== EXERCISES ==
(1) In the article below on the Hmong New Year in Minnesota, translate the sentence "The chains ring with even the slightest movement." into Spanish.
(2) Transcribe the stretch of the Hmong New Year article from "After finishing their" through "time for courtship.".
(3) Answer these questions from the article on the Hmong New Year:
(a) What do the Hmong girls throw to the crowd after their dance?
(b) What do the traditional outfits include around the wearers' waists?
(c) What position does Thomas Yang hold?

== SUPPLIED PASSAGE ==
Start
After finishing their New Year's celebration dance, Hmong girls throw confetti to the crowd. See a larger image.
(MPR Photo/Tom Scheck)
 
WHILE THOUSANDS OF MINNESOTANS woke Friday morning with plans to start their Christmas shopping, thousands of Minnesota's Hmong population donned traditional outfits to begin the traditional celebration of the New Year.

The costumes feature a kaleidoscope of colors, from hot pink to deep blue. The traditional outfits also include chains around the wearers' waists. The chains ring with even the slightest movement. Leaders in the Hmong community say the New Year's celebration is the biggest event in their culture.

Thomas Yang, chairman of the Saint Paul New Year celebration, says while many come for the traditional costumes, dances and food, for others the celebration is time for courtship.

"It has been celebrated for thousands and thousands of years and it's still practiced today even in America and Hmong people are very interested in bringing their children together to gathering and finding a daughter-in-law or son-in-law," he says.
End
== DATA PROVIDED ==
Start
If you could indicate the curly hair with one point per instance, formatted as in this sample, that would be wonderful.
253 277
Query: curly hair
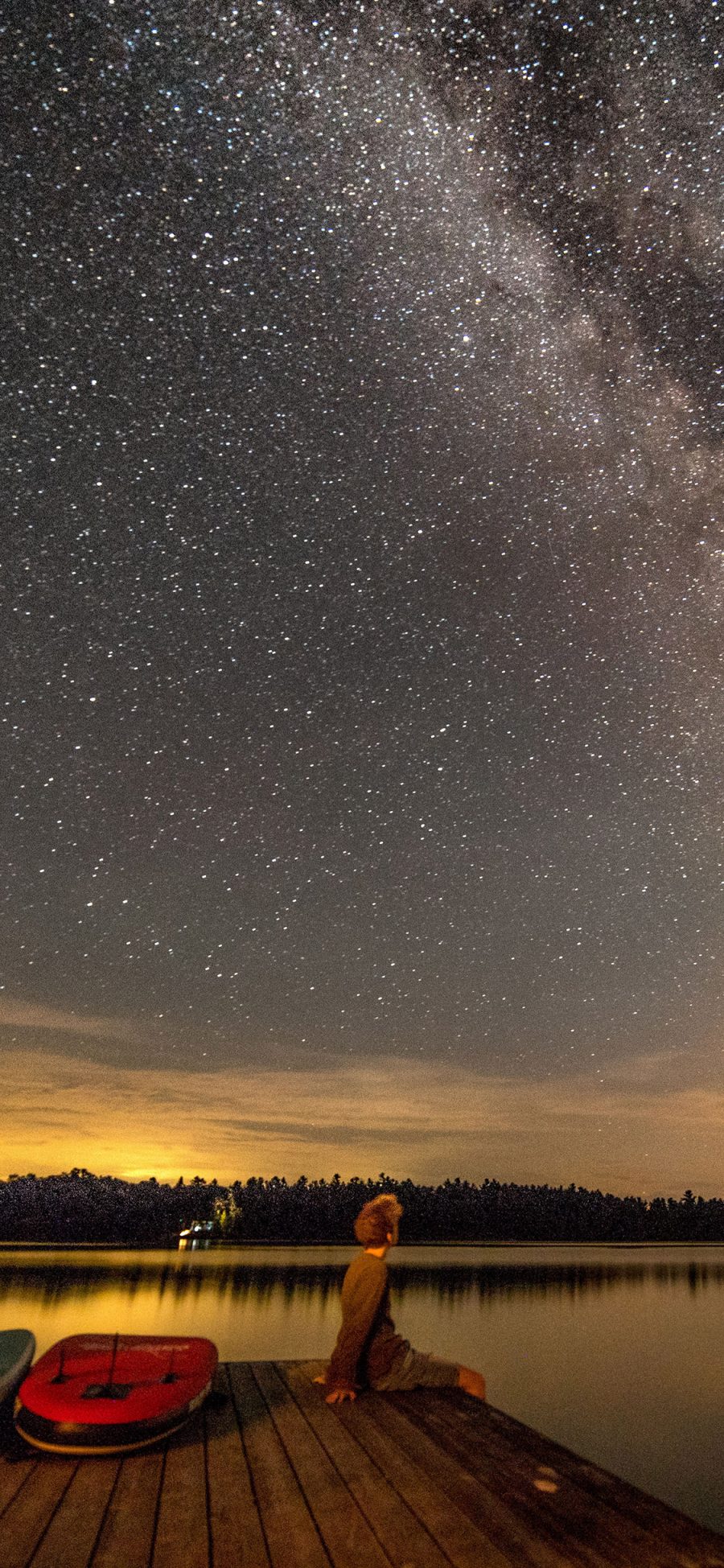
376 1220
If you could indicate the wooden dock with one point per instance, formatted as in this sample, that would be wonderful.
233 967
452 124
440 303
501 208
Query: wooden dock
269 1475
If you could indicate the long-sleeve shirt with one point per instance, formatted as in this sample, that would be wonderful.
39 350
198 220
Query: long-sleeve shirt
367 1346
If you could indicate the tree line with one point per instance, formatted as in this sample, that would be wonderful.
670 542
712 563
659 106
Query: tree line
79 1206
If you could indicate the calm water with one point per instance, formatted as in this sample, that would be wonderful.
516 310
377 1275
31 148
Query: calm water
613 1351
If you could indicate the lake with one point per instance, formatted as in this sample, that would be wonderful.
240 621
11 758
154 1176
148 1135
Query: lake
616 1352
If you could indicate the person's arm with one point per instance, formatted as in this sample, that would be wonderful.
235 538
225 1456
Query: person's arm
356 1323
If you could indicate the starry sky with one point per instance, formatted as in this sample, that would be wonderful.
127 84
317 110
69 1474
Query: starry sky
362 685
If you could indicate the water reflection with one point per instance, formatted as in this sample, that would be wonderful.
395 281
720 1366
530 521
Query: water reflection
246 1275
615 1352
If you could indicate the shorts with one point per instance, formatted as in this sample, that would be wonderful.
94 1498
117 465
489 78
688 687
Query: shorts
418 1369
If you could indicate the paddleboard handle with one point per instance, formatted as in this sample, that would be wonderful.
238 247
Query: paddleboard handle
61 1376
170 1376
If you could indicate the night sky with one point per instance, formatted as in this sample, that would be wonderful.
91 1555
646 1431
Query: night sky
364 581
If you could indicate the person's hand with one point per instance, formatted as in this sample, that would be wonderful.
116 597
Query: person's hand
339 1394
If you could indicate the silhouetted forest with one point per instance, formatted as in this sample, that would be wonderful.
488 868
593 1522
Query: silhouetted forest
79 1206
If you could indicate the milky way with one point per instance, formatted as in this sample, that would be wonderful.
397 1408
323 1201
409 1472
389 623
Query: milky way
362 442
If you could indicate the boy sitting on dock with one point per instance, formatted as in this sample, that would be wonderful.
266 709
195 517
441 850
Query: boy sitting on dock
368 1353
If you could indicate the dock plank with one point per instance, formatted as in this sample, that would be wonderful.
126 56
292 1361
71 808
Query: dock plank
290 1533
638 1507
127 1534
76 1523
182 1508
29 1515
605 1523
343 1528
269 1475
232 1508
400 1531
486 1507
450 1528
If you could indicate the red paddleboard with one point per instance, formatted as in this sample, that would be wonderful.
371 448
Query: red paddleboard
112 1393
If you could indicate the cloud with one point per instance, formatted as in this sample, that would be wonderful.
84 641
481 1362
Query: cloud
27 1014
409 1118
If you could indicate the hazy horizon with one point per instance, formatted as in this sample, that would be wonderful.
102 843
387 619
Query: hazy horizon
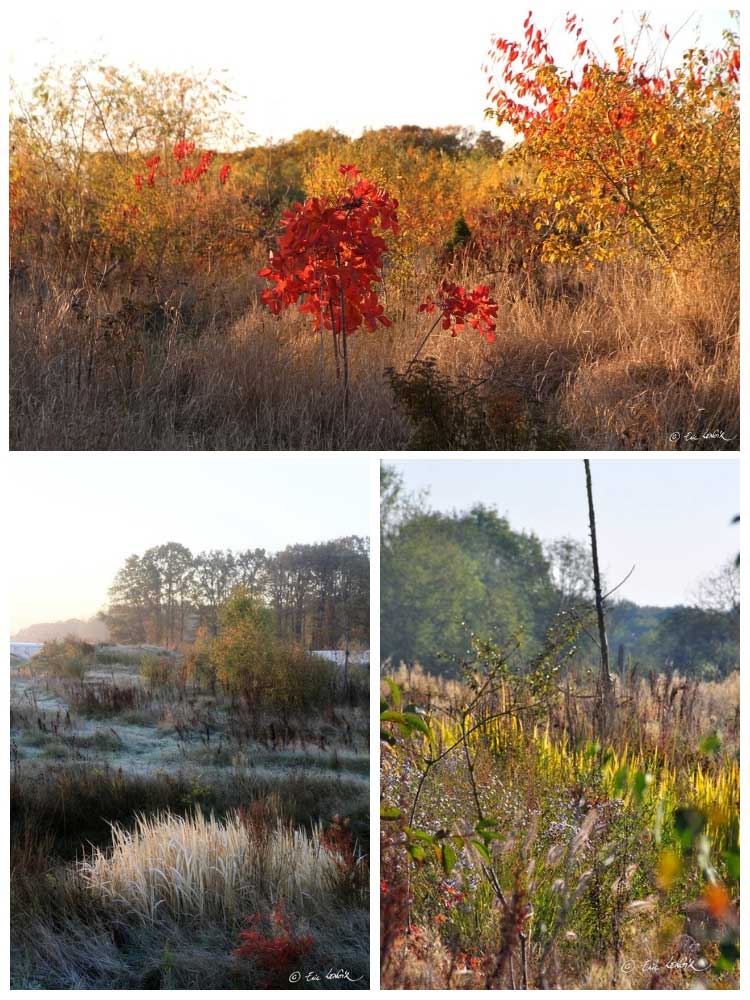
109 506
318 66
647 511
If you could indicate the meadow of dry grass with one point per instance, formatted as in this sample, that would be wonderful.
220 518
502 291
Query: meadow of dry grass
579 860
150 830
620 357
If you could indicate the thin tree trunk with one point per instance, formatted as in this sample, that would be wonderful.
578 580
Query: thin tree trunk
605 683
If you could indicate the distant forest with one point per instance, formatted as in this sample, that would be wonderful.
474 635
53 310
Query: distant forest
446 575
319 594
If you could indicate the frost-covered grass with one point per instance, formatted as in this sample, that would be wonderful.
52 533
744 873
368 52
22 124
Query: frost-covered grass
143 837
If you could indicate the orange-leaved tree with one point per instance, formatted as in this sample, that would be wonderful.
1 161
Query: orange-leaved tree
631 154
329 258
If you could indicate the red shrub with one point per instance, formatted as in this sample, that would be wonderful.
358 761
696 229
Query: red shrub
268 941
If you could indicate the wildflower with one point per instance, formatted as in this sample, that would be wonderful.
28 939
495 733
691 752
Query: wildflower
182 149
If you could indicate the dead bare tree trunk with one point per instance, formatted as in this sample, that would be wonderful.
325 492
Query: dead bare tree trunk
605 683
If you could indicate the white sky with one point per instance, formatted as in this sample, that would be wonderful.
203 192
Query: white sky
317 64
75 517
669 517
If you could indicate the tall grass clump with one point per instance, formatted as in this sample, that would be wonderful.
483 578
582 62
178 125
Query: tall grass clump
196 869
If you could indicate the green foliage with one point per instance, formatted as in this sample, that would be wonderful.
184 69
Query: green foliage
157 670
452 413
442 574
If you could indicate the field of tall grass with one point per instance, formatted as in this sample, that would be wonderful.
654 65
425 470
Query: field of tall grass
529 848
622 357
167 841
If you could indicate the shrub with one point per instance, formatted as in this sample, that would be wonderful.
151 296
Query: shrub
68 658
195 869
158 670
271 945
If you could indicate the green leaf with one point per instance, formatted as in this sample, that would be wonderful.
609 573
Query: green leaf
416 851
710 744
414 722
487 824
621 781
395 691
689 824
422 835
449 858
390 812
482 851
732 860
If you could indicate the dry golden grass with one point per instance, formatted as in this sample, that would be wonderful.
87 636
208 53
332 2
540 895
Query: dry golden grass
617 358
197 869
End
== WORKED SOLUTIONS ==
(1) Las cadenas suenan con el más mínimo movimiento.

(2)
After finishing their New Year's celebration dance, Hmong girls throw confetti to the crowd. See a larger image.
(MPR Photo/Tom Scheck)
 
WHILE THOUSANDS OF MINNESOTANS woke Friday morning with plans to start their Christmas shopping, thousands of Minnesota's Hmong population donned traditional outfits to begin the traditional celebration of the New Year.

The costumes feature a kaleidoscope of colors, from hot pink to deep blue. The traditional outfits also include chains around the wearers' waists. The chains ring with even the slightest movement. Leaders in the Hmong community say the New Year's celebration is the biggest event in their culture.

Thomas Yang, chairman of the Saint Paul New Year celebration, says while many come for the traditional costumes, dances and food, for others the celebration is time for courtship.

(3)
(a) Confetti.
(b) Chains.
(c) He is chairman of the Saint Paul New Year celebration.